BLOQUE DE TEXTO —
+++
Aunque don Antonio ha sido objeto de numerosos homenajes y acreedor de diversos premios y condecoraciones, no pude resistirme a acudir desde Madrid a la ceremonia de su nombramiento como doctor «honoris causa» por la universidad de León y felicitarlo efusivamente. No era más que un merecido pago a la extraordinaria labor en todos los campos de nuestro egregio e ilustre leonés.

En 1987 el Ayuntamiento de León tuvo la feliz idea de reproducir las obras más representativas medievales leonesas en el Museo Arqueológico Nacional, con destino a cubrir de alguna manera los huecos que en su día dejaron en San Isidoro, y por cuya recuperación de los originales tanto batalló don Antonio. Fui invitada a pronunciar una conferencia sobre estos objetos, que publiqué en dicho año, y sobre los que he vuelto en estudios posteriores. Don Antonio, con su proverbial generosidad, me invitó a hospedarme en la basílica, y me dijo con énfasis: «Ángela, aquí han dormido altos dignatarios, así que mira qué importante eres». Lo miré con cara de guasa y nos reímos de su comentario. Fue en dicha ocasión cuando lo conocieron mis padres, que me acompañaron en el evento y compartimos con él una agradable cena. Conservo en lo más hondo de mi corazón el apelativo que acuño para mí de descubridora del tesoro de San Isidoro y la monarquía leonesa, en base al artículo El Tesoro de San Isidoro y la Monarquía Leonesa, Boletín del Museo Arqueológico Nacional, t. IX, n. 1 y 2, Madrid, 1991, pp. 34-68, uno de los estudios que realicé con más amor, pues contiene la obra de eboraria más hermosa del siglo XI, el Crucifijo de Don Fernando y Doña Sancha. En una ocasión me preguntó: «Ángela, tú le rezas al Crucifijo», a lo que contesté sorprendida: «No, don Antonio». Desde entonces he orado ante él. He vuelto sobre el tema en mi reciente publicación Arte leonés fuera de León (s. IV-XVI), León, EDILESA, 2010, cuyo primer ejemplar le regalé y que recibió con sumo placer en la residencia, donde vivió los últimos años. Como no podía ser de otra forma, fue presentado en San Isidoro.
+++
LISTADO DE DATOS —
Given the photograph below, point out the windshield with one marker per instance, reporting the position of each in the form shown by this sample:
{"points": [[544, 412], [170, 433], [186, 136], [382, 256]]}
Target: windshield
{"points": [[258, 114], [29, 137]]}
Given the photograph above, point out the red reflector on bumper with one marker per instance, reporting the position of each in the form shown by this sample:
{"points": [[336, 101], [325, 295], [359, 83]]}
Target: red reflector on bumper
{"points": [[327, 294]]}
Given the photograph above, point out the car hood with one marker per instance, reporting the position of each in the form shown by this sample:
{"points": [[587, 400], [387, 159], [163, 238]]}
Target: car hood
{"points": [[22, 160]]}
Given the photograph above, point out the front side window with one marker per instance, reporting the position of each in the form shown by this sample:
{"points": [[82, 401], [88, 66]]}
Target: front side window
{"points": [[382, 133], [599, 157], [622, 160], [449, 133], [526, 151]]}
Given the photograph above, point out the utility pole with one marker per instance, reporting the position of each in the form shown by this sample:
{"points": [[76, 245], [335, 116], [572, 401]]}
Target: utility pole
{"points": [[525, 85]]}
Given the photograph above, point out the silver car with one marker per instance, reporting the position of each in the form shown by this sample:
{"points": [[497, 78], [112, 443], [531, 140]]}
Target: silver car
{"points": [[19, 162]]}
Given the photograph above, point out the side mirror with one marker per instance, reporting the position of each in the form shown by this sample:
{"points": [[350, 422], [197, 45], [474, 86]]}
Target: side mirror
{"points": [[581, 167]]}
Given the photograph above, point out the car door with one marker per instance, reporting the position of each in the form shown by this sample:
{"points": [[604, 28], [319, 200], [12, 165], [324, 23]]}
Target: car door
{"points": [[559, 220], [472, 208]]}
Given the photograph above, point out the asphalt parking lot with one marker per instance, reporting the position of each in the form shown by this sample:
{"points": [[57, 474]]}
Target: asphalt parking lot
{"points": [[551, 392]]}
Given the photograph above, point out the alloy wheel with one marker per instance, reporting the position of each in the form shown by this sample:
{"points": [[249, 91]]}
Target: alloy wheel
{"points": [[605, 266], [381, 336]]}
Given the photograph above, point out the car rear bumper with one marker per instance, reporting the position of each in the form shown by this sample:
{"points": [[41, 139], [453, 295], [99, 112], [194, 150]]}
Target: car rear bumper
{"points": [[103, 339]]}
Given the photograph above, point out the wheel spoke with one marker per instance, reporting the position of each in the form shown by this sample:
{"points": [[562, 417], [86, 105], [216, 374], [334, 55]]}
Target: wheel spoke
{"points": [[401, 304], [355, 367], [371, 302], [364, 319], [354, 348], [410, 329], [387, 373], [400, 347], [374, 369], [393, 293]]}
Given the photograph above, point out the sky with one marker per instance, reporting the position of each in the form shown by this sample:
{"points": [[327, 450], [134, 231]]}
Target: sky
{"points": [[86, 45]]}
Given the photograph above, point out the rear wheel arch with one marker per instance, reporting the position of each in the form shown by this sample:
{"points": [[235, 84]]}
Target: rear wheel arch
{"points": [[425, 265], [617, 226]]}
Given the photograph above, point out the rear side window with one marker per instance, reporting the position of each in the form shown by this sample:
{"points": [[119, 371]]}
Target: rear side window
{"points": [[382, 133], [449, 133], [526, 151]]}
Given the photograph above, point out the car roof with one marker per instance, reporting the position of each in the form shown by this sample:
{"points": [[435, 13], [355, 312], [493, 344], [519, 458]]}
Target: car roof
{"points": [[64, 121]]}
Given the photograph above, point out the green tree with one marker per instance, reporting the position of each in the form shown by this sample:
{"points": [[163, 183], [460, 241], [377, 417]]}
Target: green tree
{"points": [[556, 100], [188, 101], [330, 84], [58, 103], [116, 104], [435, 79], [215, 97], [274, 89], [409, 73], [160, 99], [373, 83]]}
+++
OBJETIVO DE LA TAREA — Transcribe sin cambios el pasaje del texto sobre don Antonio que va desde "Aunque don Antonio" hasta "e ilustre leonés.", ambos incluidos.

RESULTADO —
Aunque don Antonio ha sido objeto de numerosos homenajes y acreedor de diversos premios y condecoraciones, no pude resistirme a acudir desde Madrid a la ceremonia de su nombramiento como doctor «honoris causa» por la universidad de León y felicitarlo efusivamente. No era más que un merecido pago a la extraordinaria labor en todos los campos de nuestro egregio e ilustre leonés.